## What is being asked
Quote, without any change, the line that contains "For the benchmark, pin each instance of the boy in grey" and all lines that follow it to the end of the data below.

## Provided information

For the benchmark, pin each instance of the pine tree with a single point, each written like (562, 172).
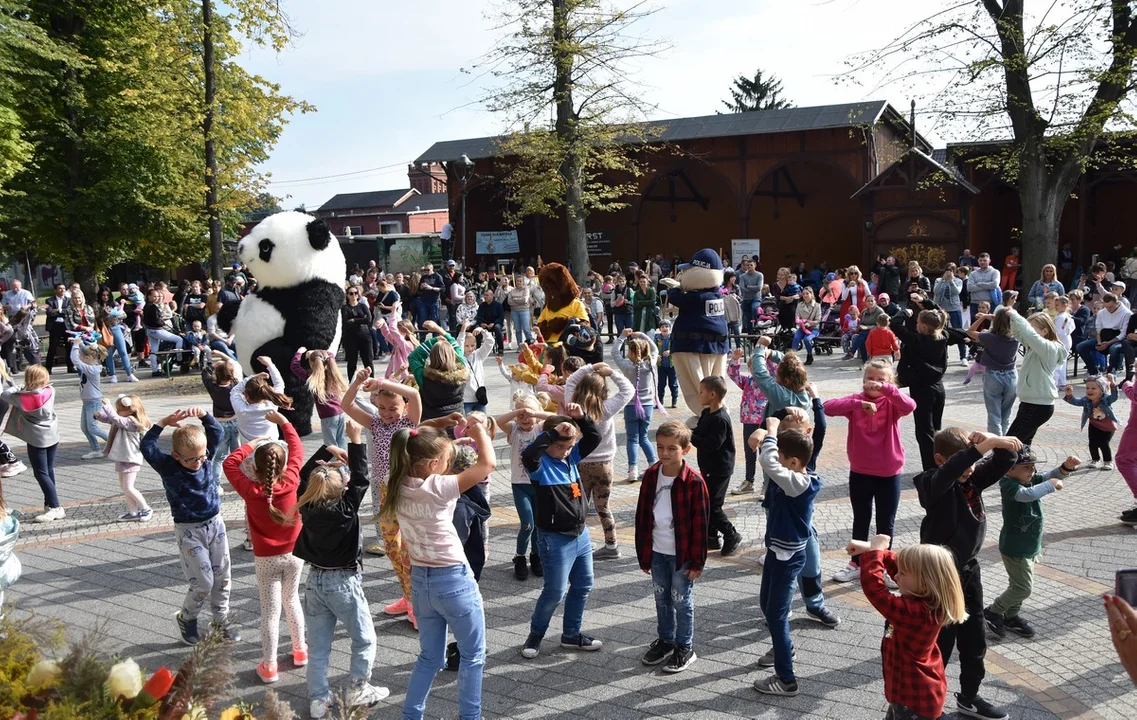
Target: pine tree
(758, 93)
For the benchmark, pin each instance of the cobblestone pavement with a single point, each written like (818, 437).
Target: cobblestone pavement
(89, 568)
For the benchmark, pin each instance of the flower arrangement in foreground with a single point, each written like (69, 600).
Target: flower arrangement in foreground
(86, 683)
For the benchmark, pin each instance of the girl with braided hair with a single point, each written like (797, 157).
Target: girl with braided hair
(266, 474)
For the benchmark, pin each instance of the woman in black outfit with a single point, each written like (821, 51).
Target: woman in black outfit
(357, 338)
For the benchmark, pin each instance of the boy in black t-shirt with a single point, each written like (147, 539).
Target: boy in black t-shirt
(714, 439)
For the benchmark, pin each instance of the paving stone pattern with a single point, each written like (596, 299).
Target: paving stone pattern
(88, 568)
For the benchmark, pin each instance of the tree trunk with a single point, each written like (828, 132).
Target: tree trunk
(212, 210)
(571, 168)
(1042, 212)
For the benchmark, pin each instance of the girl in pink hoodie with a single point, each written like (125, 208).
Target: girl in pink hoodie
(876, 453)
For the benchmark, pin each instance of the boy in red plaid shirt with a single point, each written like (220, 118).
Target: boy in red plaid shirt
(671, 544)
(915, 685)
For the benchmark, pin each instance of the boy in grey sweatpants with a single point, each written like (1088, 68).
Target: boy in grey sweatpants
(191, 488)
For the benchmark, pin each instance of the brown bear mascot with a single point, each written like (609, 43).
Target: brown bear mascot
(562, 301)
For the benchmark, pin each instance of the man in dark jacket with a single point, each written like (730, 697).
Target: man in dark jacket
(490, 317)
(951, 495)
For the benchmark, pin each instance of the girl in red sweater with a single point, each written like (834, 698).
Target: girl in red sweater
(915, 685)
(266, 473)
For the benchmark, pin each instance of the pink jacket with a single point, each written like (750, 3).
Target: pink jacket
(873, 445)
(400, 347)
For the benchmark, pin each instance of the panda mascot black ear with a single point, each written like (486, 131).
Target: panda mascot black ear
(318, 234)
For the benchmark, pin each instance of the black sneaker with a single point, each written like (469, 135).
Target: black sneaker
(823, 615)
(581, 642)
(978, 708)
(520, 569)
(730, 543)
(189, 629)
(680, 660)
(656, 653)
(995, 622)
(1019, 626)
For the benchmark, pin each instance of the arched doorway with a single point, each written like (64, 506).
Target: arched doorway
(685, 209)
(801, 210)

## Task solution
For the benchmark, pin each instance of the boy in grey sweatpants with a single point, each written like (1088, 68).
Target: boy in grey sweatpants
(191, 488)
For the benchmark, pin each instance of the brown bear mascot with a single point, each written like (609, 43).
Target: brown bear mascot
(562, 301)
For the benchmark, pin each instance of the man in dark jacket with a single point, each written like (730, 697).
Target: man in dark jacket
(490, 317)
(951, 495)
For the benchmark, pin each instance of the girl in red sweater with a single point, each written like (834, 698).
Target: girl in red sweater
(915, 685)
(266, 473)
For the benchmark, pin each instance of the pink jacket with a single point, each written like (750, 3).
Target: pink jacket
(873, 445)
(400, 347)
For the benchmark, pin each instance of the panda mascot black ear with a single point, each written like (486, 131).
Target: panda mascot black ear
(318, 234)
For the benchmark, pin each instance of the black sneaker with a single point, each written like (469, 135).
Target: black sneaker
(823, 615)
(581, 642)
(978, 708)
(520, 569)
(730, 543)
(189, 629)
(680, 660)
(656, 653)
(995, 622)
(1019, 626)
For the benchmark, pin each instance of the arched doorway with a single point, each written like (64, 506).
Target: arched doorway
(685, 209)
(801, 210)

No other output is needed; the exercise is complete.